_Task goal_: Output each entry verbatim. Leave the images out.

[Images for object localization]
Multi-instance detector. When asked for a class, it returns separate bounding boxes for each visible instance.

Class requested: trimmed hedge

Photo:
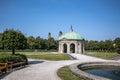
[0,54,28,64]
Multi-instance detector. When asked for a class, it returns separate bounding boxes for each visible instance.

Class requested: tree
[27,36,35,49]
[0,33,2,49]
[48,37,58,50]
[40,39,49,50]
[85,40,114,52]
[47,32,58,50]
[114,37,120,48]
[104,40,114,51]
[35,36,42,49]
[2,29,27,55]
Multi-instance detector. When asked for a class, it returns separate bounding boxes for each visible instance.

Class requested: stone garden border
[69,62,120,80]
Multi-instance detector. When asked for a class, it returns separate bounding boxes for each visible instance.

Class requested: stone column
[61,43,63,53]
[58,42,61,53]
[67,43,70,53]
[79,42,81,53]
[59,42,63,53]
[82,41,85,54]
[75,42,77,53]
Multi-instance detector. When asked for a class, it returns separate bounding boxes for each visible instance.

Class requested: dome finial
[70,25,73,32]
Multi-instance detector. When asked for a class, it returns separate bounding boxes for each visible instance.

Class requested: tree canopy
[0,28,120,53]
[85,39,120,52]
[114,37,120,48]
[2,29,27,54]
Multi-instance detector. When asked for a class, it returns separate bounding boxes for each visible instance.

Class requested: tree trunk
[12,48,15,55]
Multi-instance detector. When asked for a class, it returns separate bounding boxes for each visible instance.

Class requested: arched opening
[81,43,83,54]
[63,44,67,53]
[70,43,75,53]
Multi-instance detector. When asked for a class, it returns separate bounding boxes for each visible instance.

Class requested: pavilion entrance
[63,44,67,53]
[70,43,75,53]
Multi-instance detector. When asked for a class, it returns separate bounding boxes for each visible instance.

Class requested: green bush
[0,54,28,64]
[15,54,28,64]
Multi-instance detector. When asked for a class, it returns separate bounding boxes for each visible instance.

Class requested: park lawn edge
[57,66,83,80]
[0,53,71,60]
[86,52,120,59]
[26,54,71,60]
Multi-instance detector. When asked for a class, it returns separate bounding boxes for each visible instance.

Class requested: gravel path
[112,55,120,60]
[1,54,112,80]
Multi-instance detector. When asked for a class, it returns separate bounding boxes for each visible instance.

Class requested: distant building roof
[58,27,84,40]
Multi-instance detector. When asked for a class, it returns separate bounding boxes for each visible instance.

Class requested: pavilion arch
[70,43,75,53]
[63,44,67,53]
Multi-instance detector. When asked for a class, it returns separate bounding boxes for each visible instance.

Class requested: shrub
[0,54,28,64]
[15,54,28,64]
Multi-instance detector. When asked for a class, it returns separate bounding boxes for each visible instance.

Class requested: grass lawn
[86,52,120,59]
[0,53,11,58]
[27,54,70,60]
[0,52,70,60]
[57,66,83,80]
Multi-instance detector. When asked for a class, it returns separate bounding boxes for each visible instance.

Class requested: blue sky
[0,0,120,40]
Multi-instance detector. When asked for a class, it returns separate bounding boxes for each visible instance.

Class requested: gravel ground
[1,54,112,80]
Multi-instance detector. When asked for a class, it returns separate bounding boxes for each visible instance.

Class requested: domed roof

_Result for this task_:
Multi-instance detector. When asked for a class, it returns separate bounding boxes for each visible instance.

Class requested: trimmed hedge

Photo:
[0,54,28,64]
Multi-instance detector. When asked for a class, it returns separate bounding boxes for each visible instance.

Class requested: tree
[27,36,35,49]
[0,33,2,49]
[48,37,58,50]
[40,39,49,50]
[85,40,114,52]
[47,32,58,50]
[114,37,120,48]
[104,40,114,51]
[35,36,42,49]
[2,29,27,55]
Multi-instance detector. When asked for a class, it returns separate bounding boxes for each visible instance.

Class requested: stone garden border
[69,62,120,80]
Multi-instance detector. When asked for a class, it returns separate bounding boxes for each visible instance.

Class requested: stone column
[61,43,63,53]
[58,42,61,53]
[67,43,70,53]
[79,42,81,53]
[59,42,63,53]
[82,41,85,54]
[75,42,77,53]
Multi-instance detector. When asked for a class, it returns separate bounding boxes for each visible instance.

Class requested: dome finial
[70,25,73,32]
Multi-instance detector. When asked for a class, it returns separate bounding boxes for each visible instance.

Class requested: tree canopy
[0,28,120,53]
[85,39,120,52]
[114,37,120,48]
[2,29,27,54]
Multi-instance detector. When asked for a class, it returns separate bounding boxes for each visible instance.

Class requested: tree trunk
[12,48,15,55]
Multi-instance detector. When asked for a class, it returns separate bounding boxes for each visible instance.

Class requested: arched opening
[81,43,83,54]
[63,44,67,53]
[70,43,75,53]
Multi-instance detector. When asked for a class, it returns separate bounding boxes for each visible instance.

Class requested: pavilion entrance
[63,44,67,53]
[70,43,75,53]
Multi-instance detector. When asked for a class, it returns separate bounding boxes for each visible instance.

Class requested: green bush
[0,54,28,64]
[15,54,28,64]
Multi-instance detector. When asked for a class, it returns separate bounding boxes for each visible instance.

Class requested: park lawn edge
[57,66,83,80]
[0,53,71,60]
[86,52,120,59]
[26,54,71,60]
Multi-instance detector. When asked for a class, it returns separate bounding boxes for each visible instance.

Class requested: gravel path
[112,55,120,60]
[1,54,112,80]
Multi-instance detector. When asked for a class, it returns separate bounding boxes for each visible instance.

Class requested: distant building roof
[58,27,84,40]
Multi-instance detector. When asked for a class, it returns separate bounding boxes for each visible instance.

Class requested: pavilion arch
[70,43,75,53]
[63,44,67,53]
Multi-instance detector. When asked for a class, it returns separate bounding boxes for each visible instance.

Class requested: shrub
[0,54,28,64]
[15,54,28,64]
Multi-instance detector. When asked for a class, it returns separate bounding boxes for each visible instance.

Class requested: grass lawn
[86,52,120,59]
[0,53,11,58]
[27,54,70,60]
[0,52,70,60]
[57,66,83,80]
Multi-instance detector. When asked for a class, it returns separate bounding boxes for each visible instance.

Class requested: blue sky
[0,0,120,40]
Multi-instance detector. When asked for a class, it returns separate bounding boxes for each visible instance.

Class requested: gravel ground
[1,54,112,80]
Multi-instance detector. When asked for a class, it returns separate bounding boxes for each visible instance.

Class requested: domed roof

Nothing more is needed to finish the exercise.